## EXERCISE DESCRIPTION:
Your answer is a copy of every line in the records where "below" appears.

## GIVEN ENTRIES:
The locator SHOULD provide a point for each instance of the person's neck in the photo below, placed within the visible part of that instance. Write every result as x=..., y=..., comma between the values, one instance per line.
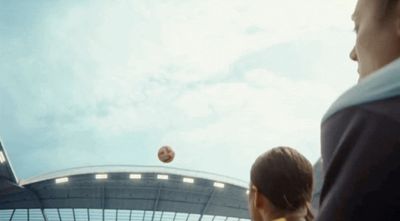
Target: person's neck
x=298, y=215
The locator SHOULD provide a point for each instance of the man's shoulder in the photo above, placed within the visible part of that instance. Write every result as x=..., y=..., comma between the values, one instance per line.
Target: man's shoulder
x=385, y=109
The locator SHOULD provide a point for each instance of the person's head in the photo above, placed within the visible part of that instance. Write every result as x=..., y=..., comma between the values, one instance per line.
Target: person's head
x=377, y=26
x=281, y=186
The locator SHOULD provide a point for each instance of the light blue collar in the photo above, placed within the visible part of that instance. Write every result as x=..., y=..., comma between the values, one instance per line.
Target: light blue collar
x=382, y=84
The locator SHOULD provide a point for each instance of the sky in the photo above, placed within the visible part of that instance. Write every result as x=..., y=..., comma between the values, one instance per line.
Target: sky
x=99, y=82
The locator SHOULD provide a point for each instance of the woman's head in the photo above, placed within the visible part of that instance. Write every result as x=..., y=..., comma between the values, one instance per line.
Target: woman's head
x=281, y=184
==
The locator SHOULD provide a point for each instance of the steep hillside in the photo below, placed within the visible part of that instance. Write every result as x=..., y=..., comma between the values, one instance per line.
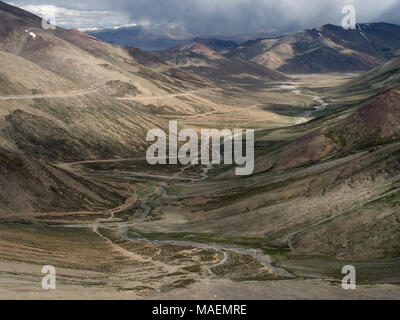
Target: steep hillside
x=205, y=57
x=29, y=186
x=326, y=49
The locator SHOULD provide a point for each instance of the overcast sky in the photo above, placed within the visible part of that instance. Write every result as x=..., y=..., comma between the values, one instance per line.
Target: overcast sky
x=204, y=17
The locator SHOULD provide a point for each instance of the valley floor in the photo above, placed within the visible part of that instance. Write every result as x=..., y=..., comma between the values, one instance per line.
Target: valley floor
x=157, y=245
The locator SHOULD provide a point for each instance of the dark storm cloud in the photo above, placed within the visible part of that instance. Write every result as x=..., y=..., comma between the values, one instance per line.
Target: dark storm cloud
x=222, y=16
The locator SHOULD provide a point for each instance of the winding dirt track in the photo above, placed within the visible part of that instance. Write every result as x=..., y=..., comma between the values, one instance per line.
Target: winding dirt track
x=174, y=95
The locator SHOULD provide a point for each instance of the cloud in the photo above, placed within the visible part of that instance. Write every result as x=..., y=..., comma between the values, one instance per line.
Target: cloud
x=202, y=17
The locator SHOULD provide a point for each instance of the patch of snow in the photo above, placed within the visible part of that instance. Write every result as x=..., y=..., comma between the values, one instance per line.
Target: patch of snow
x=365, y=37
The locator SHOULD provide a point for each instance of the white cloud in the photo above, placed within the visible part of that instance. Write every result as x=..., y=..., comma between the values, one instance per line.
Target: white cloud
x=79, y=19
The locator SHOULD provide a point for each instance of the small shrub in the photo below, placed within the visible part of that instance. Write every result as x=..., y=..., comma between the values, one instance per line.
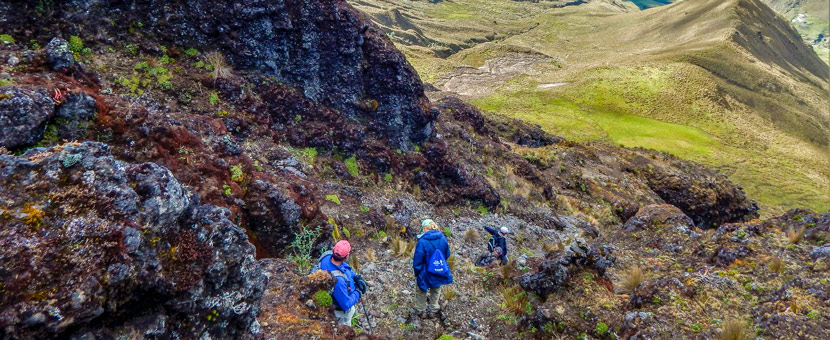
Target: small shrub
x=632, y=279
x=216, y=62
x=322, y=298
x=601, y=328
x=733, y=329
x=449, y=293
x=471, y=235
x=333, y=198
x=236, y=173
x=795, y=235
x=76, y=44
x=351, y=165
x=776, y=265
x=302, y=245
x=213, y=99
---
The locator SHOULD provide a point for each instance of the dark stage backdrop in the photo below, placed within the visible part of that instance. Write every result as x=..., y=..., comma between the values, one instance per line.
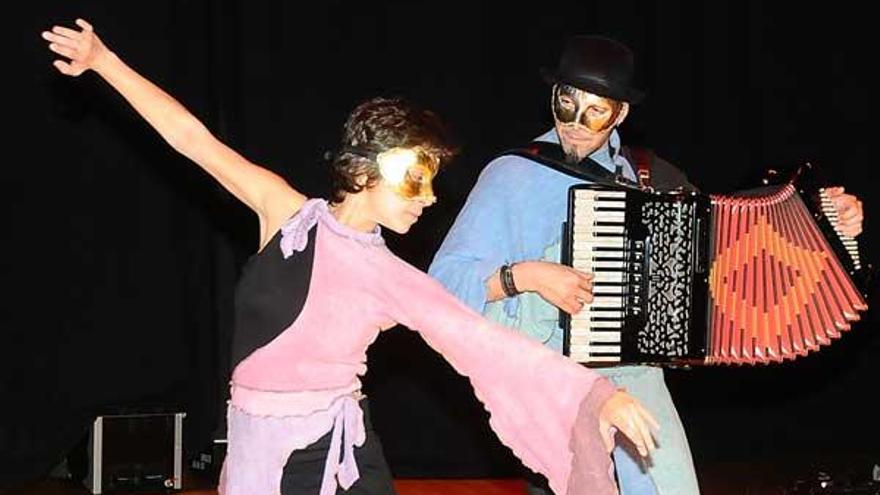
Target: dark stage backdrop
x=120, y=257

## EXERCISE RESPONSE:
The locator SHOULD provide a point for each instance of the person's neck in the photo below, placed within the visible part of that instance. Write every result as x=..., y=..., comma between the values, one instance per line.
The locator SHOULD provide a point for each instance of the steep hillside in the photo below, placed within the visible part of that instance. Write every result as x=..., y=..., comma between the values, one instance per line.
The locator SHOULD provide a point for each instance of the small shrub in the photo below, placed within the visible part of that instance. Write every result as x=..., y=..., comma between the values, one instance per line.
The locator SHOULD provide a point for each instance of the dark stage backdrop in the photo below, placed within the visible part of that instance. Write every result as x=..., y=..., comma between the values, one instance per line.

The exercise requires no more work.